(Excerpts of location labeling data)
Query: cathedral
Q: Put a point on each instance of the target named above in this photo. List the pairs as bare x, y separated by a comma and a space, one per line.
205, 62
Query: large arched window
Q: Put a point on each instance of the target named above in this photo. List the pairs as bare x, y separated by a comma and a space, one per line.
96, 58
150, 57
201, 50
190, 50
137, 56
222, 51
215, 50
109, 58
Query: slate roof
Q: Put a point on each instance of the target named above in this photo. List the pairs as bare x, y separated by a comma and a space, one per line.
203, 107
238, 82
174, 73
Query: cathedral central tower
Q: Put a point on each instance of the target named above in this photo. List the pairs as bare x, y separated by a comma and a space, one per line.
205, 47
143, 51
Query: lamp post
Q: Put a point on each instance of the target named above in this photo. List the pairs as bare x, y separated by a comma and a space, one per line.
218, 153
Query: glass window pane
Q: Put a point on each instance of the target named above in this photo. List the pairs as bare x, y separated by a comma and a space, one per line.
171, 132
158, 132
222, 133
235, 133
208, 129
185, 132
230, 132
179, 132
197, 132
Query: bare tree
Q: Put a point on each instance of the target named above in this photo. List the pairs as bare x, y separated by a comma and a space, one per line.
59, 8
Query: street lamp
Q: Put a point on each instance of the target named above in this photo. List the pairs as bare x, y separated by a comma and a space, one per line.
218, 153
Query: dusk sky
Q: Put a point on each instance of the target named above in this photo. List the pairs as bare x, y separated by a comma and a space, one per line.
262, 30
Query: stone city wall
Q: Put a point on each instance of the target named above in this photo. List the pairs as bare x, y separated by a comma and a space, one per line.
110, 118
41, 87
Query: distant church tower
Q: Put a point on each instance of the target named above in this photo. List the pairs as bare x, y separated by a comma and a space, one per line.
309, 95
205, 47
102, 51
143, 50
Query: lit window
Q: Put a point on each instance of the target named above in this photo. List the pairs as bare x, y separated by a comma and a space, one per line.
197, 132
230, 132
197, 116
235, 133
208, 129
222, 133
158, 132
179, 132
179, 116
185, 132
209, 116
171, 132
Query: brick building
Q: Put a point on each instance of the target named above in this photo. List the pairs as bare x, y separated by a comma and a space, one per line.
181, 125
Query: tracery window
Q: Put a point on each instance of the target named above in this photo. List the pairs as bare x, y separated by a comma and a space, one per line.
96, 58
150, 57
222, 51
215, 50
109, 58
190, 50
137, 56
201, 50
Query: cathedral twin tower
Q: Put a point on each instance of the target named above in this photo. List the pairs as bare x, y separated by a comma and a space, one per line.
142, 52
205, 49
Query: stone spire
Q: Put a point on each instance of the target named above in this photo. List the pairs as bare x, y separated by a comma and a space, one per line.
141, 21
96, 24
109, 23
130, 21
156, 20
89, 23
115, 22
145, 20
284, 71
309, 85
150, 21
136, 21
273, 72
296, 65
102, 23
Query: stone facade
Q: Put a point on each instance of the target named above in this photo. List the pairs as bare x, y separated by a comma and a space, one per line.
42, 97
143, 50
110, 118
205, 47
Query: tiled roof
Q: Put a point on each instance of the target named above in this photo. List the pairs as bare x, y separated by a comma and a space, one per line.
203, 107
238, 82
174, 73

● **Task**: Set down nothing but the lines from the one with "Query: lit window" through the end of the records, keeping each line exactly as written and including both ends.

● **Response to the task**:
Query: lit window
Q: Put a point on each instance of the target named above in this photo. List the pairs as bare x, y separated by a comma and a space, one per line.
197, 132
230, 132
197, 116
235, 133
208, 129
222, 133
158, 132
179, 132
179, 116
185, 132
209, 116
171, 132
Query: brick building
Q: Put a point on each instance of the target named above in this photo. List the pairs as bare x, y separated by a comma and a space, one per line.
181, 125
Query: tracery window
Q: Put a point on each instance of the target named above in this photo. List the pairs as bare x, y separated by a comma and a space, one per line.
96, 58
150, 57
222, 51
215, 50
109, 58
190, 50
137, 56
201, 50
Query: cathedral twin tower
Q: Put a point on each instance of the target named above in this photo. List the pairs as bare x, y separated by a comma and a space, one per line.
142, 52
205, 49
Query: stone spire
Q: Put a point on each instance of the target named above in this photo. List the pairs as bare x, y separated by a comma and a space, one per line.
141, 21
96, 24
109, 23
130, 21
156, 20
89, 23
115, 22
145, 20
284, 71
309, 85
150, 21
136, 21
273, 72
296, 65
102, 23
Query: stone facade
Q: Put a point on each instance of the target named above in this photo. List the pairs as bare x, y separated by a comma and a space, one per line.
42, 97
143, 50
110, 118
205, 47
Query: tiled roof
Q: Put a point on each instance of the target named above in this photo. List the pairs as bare x, y separated by a comma and a space, one per line.
203, 107
238, 82
174, 73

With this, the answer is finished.